──────── Page excerpt ────────

I gained a little insight on this last week. Carrie and I spent the week in Shelburne Falls doing winter outdoors stuff. I left the downhill skiing to her. But for what amounts to the first time in my life, I did some snow hiking, cross country skiing, and snow shoeing. We threw in a little ice skating as well. Needless to say, this Georgia man is glad to be home.
We did these vigorous things, in cold weather, with a pandemic mask on our faces, which meant that I spent a lot of time in my own personal cloud. For a week, I peered at the world through fogged and misted glasses.
And here is what I learned about life in a cloud. You can’t see very well. But that tends to really focus your attention, particularly when you are moving, especially if you are moving in a way that you aren’t very comfortable with—say, skating. When my glasses were fogged and I was skating, I wasn’t distracted by anything around me, not even the beautiful scenery. I was focused, and I mean focused, on what was right in front of me.
In one instance, what was right in front of me was Carrie. As we were heading back to our little apartment, we approached a road crossing. It was a big road for the area, and cars were moving fast. As we walked up, we could see an opening in the cars, so we planned to walk straight across without stopping. But because there were other pedestrians waiting at the intersection, I dutifully pulled up my mask. The mist came down. By the time I set foot on the road, I was basically blind.
It is unnerving to be in a major intersection and unable to see more than a couple of feet!
In a panic, I told Carrie I couldn’t see. She told me to follow her. She led me safely across the road.
That was the lesson to Jesus’ disciples in the Transfiguration. That’s what the cloud was forcing them to do: focus on Jesus.

──────── The data ────────

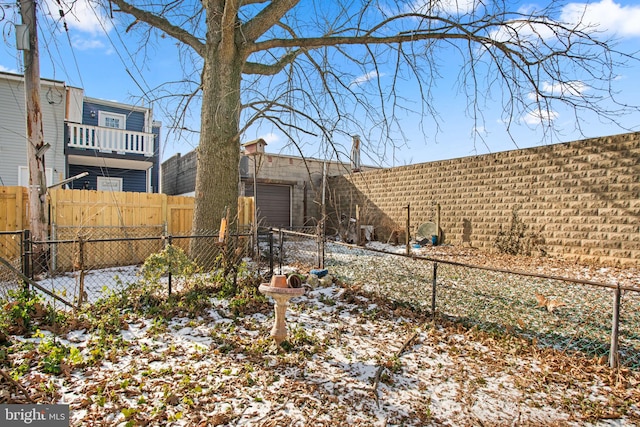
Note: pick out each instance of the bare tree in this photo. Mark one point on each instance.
(299, 65)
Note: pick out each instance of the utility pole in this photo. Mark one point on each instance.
(36, 146)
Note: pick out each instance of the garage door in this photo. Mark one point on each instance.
(274, 204)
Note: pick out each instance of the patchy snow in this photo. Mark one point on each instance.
(352, 359)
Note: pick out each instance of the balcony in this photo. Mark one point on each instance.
(110, 140)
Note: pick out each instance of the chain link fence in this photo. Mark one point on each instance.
(570, 315)
(563, 313)
(92, 264)
(11, 250)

────────

## Required action
Repeat word for word the stretch of the fogged-glasses passage from "In one instance, what" through "across the road.". These records were taken from a separate source.

## Exercise answer
In one instance, what was right in front of me was Carrie. As we were heading back to our little apartment, we approached a road crossing. It was a big road for the area, and cars were moving fast. As we walked up, we could see an opening in the cars, so we planned to walk straight across without stopping. But because there were other pedestrians waiting at the intersection, I dutifully pulled up my mask. The mist came down. By the time I set foot on the road, I was basically blind.
It is unnerving to be in a major intersection and unable to see more than a couple of feet!
In a panic, I told Carrie I couldn’t see. She told me to follow her. She led me safely across the road.